### Source extract:
====

The 2014 Corvette Stingray Is So Popular, It's Getting a Price Increase
The first two months of 2014 were not kind to U.S. automakers -- and especially not General Motors . GM's sales are down 6% this year, as unusually severe winter weather has kept many people away from auto dealerships. Lower incentives on GM's new trucks have also contributed to weaker sales totals.
However, GM can't have any complaints about the new 2014 Corvette Stingray. Demand for the latest version of GM's iconic sports car has run ahead of supply ever since the new model went on sale last fall.
Demand for the new 2014 Corvette Stingray has been outstripping supply (Photo: General Motors)
As a result, in order to bring demand back in line with supply -- and boost its own profit margin -- GM raised the base price of the 2014 Corvette Stingray by $2,000 as of March 1. At the same time, the popular Z51 performance package got a $1,200 price boost.
Selling like hotcakes
Corvette sales had really cooled off by the end of the previous generation's production run in 2013. This wasn't very surprising, considering that very few changes had been made to the design since 2005. GM sold 13,164 Corvettes in 2011 and 14,132 Corvettes in 2012.
Through the first nine months of 2013, GM had sold just 7,830 Corvettes. Then the 2014 Corvette Stingray started to arrive on dealer lots, and everything changed. In the last three months of the year, GM dealers managed to sell 9,461 Corvettes: bringing the full-year total to a much more respectable 17,291 units.
This momentum has continued into 2014. Year-to-date, dealers have delivered 4,699 Corvettes, up nearly 150% from the 1,888 delivered in the first two months of 2013.
This strong sales trajectory is particularly impressive considering the headwinds GM is facing. First, retail auto sales have been under pressure in recent months because of bad weather in much of the country. Second, Corvette inventory is very low.

====

### Your objective:
Output the section of the Corvette article that begins with the words containing "This momentum has" and ends with "months of 2013.", copied word for word. Answer using only the article on the 2014 Corvette Stingray.

### Exercise data:

====

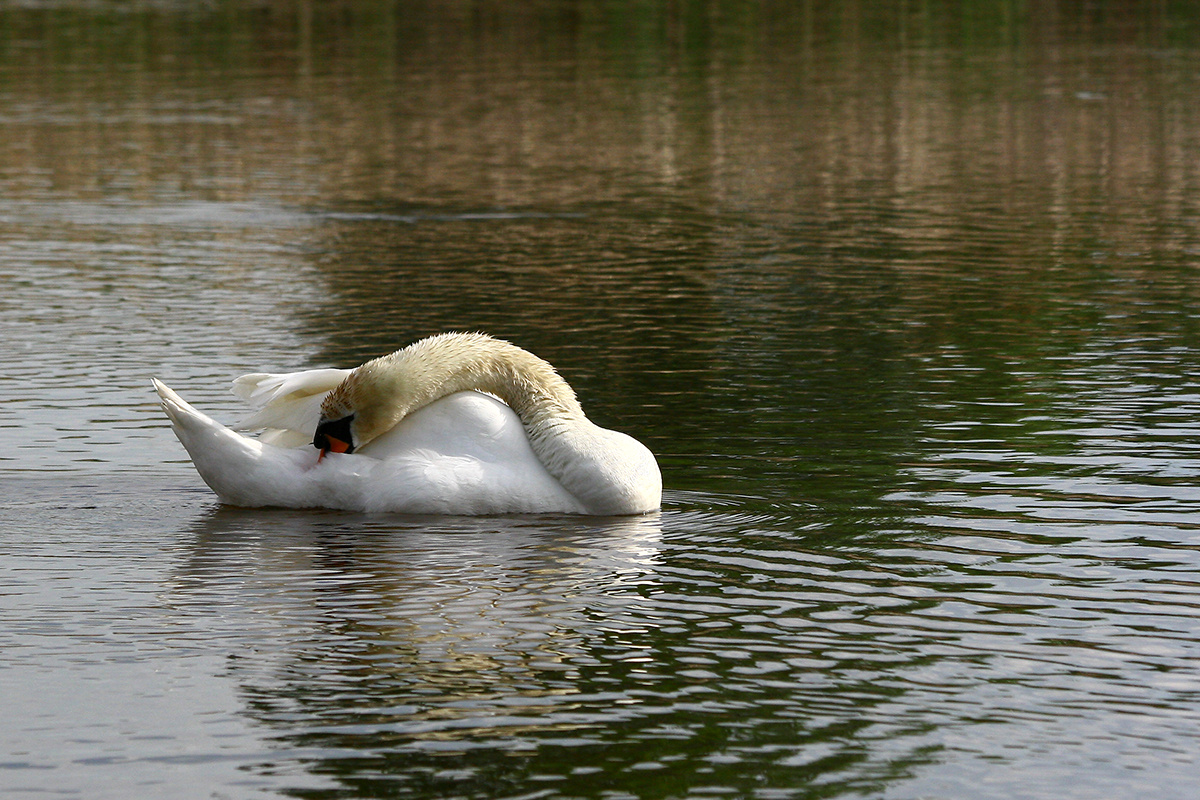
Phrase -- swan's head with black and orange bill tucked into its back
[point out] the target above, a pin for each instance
(363, 407)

====

### Final answer:
This momentum has continued into 2014. Year-to-date, dealers have delivered 4,699 Corvettes, up nearly 150% from the 1,888 delivered in the first two months of 2013.